## Your task
Copy out the records word for word, from the start through the line containing "point(312, 199)", and include that line. Leave the pictures out of your copy.

## Image point annotation records

___

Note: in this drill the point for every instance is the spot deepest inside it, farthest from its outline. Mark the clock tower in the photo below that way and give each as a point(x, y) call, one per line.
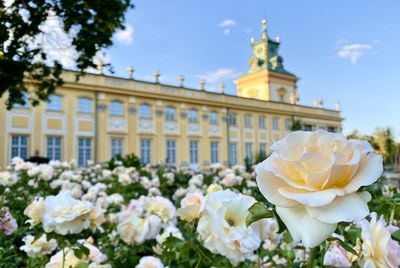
point(266, 78)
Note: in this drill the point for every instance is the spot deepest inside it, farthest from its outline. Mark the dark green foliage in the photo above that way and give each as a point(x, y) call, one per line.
point(130, 160)
point(93, 23)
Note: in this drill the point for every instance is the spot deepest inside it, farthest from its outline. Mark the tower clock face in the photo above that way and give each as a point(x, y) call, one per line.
point(259, 51)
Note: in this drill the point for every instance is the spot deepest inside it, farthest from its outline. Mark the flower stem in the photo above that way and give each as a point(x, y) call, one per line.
point(313, 252)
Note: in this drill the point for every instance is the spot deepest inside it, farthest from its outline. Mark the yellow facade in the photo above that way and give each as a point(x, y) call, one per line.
point(131, 116)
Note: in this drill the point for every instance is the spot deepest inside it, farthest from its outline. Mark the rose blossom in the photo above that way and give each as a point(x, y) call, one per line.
point(150, 262)
point(8, 224)
point(222, 226)
point(64, 214)
point(378, 247)
point(191, 206)
point(313, 179)
point(38, 247)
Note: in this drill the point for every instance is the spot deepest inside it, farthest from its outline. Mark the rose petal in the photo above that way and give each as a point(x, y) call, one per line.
point(346, 208)
point(269, 184)
point(369, 171)
point(303, 227)
point(312, 199)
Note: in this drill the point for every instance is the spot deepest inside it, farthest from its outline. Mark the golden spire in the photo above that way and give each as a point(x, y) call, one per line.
point(157, 75)
point(130, 70)
point(264, 29)
point(181, 78)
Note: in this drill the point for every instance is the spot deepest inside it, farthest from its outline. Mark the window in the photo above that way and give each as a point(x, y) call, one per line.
point(249, 151)
point(170, 114)
point(117, 147)
point(332, 129)
point(19, 146)
point(145, 111)
point(275, 123)
point(232, 119)
point(116, 108)
point(26, 100)
point(213, 118)
point(192, 116)
point(54, 103)
point(84, 151)
point(214, 152)
point(309, 127)
point(171, 152)
point(263, 148)
point(232, 154)
point(194, 152)
point(261, 122)
point(247, 121)
point(54, 148)
point(145, 151)
point(85, 105)
point(288, 124)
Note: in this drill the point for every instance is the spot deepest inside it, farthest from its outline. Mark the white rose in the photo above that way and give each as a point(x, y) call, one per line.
point(313, 179)
point(378, 247)
point(39, 247)
point(64, 258)
point(64, 214)
point(222, 226)
point(191, 206)
point(150, 262)
point(161, 207)
point(124, 179)
point(34, 211)
point(134, 229)
point(7, 179)
point(336, 256)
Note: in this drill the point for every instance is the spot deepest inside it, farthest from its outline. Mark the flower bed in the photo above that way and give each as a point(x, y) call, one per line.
point(309, 203)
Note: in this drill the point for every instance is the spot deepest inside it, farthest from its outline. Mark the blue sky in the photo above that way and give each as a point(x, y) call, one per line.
point(341, 50)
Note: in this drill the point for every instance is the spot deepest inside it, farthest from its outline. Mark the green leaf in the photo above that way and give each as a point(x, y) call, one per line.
point(396, 235)
point(82, 265)
point(281, 225)
point(257, 212)
point(344, 245)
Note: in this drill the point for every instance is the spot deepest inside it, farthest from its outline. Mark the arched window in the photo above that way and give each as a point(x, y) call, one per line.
point(213, 118)
point(170, 113)
point(145, 111)
point(54, 103)
point(85, 105)
point(247, 121)
point(192, 116)
point(116, 108)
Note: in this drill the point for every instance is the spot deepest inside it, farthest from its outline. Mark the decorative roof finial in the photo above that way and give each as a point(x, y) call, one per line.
point(252, 40)
point(222, 87)
point(100, 66)
point(181, 78)
point(157, 75)
point(338, 106)
point(202, 83)
point(293, 98)
point(264, 28)
point(130, 70)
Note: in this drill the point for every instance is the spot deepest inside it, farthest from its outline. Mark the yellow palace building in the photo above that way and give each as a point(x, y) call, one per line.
point(101, 116)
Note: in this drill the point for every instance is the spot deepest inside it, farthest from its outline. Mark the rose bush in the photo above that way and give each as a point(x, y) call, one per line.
point(111, 215)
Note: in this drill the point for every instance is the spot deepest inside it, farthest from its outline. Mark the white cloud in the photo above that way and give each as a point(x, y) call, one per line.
point(227, 23)
point(220, 75)
point(55, 42)
point(353, 52)
point(125, 36)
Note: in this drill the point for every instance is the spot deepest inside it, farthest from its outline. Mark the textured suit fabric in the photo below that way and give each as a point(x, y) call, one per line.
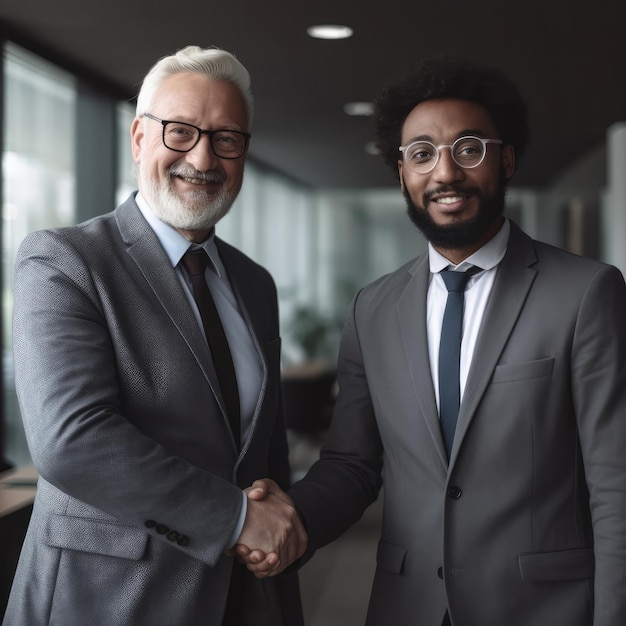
point(526, 525)
point(140, 476)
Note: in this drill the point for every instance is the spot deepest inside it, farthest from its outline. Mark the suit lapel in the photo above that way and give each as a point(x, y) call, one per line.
point(512, 284)
point(412, 322)
point(144, 249)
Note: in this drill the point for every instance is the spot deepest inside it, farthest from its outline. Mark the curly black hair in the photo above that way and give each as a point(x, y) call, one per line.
point(449, 78)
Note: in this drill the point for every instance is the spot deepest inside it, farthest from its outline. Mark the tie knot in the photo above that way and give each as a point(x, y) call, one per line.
point(195, 261)
point(457, 281)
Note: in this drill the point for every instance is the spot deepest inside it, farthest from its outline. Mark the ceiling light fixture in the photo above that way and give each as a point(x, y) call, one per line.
point(329, 31)
point(358, 108)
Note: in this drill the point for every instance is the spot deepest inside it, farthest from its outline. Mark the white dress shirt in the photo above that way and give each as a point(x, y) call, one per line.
point(477, 294)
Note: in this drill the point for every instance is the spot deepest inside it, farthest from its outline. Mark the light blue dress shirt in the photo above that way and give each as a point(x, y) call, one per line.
point(246, 359)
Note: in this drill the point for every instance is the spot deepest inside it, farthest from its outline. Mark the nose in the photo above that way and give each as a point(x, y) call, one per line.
point(201, 156)
point(446, 170)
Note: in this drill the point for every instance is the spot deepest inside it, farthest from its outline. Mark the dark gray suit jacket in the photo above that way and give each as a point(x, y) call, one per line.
point(526, 526)
point(140, 476)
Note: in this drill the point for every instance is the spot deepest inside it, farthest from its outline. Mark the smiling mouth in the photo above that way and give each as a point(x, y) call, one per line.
point(450, 199)
point(194, 180)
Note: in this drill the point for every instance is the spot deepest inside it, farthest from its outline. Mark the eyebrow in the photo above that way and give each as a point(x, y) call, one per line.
point(464, 133)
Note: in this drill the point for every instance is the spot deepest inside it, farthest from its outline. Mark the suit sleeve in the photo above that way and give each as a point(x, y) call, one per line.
point(346, 480)
point(67, 381)
point(599, 391)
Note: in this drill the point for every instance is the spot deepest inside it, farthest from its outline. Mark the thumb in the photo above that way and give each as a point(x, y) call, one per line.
point(261, 488)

___

## Exercise solution
Note: in this drill the point for every instance is the spot deepest inside it, farthest from its outline. Mark the clock tower in the photo below that way and give each as a point(x, y) call, one per line.
point(266, 78)
Note: in this drill the point for every instance is the spot deepest inside it, farthest from its outline. Mark the dark green foliage in the photo above that way and give each as a point(x, y) call, one per line.
point(130, 160)
point(93, 23)
Note: in this drill the point for every instance is the spot deepest inside it, farthest from its outline. Mark the tower clock face in the photo above that way and give each as a point(x, y) call, one per line.
point(259, 51)
Note: in this drill the point for every instance is the spot deepest inside it, farthest from its outline. Mark the flower stem in the photo above that way and give each as a point(x, y) call, one per line.
point(313, 252)
Note: in this drill the point for every instance is the spot deepest inside it, farthest from its outline. Mark the yellow facade in the photo above that way and give each as a point(x, y) call, one per line.
point(131, 116)
Note: in this drill the point for every instance is the spot deepest inside it, farthest from its outline. Mark the rose blossom in the photo above that way and give each as a point(x, y) call, one per line.
point(150, 262)
point(8, 224)
point(222, 226)
point(64, 214)
point(378, 247)
point(191, 206)
point(313, 179)
point(38, 247)
Note: in this drill the point for every instance is the spot deepest inside it, farthest from its outline. Mark the rose petal in the photo above that way and give each as a point(x, y) call, one per line.
point(346, 208)
point(269, 184)
point(369, 171)
point(303, 227)
point(312, 199)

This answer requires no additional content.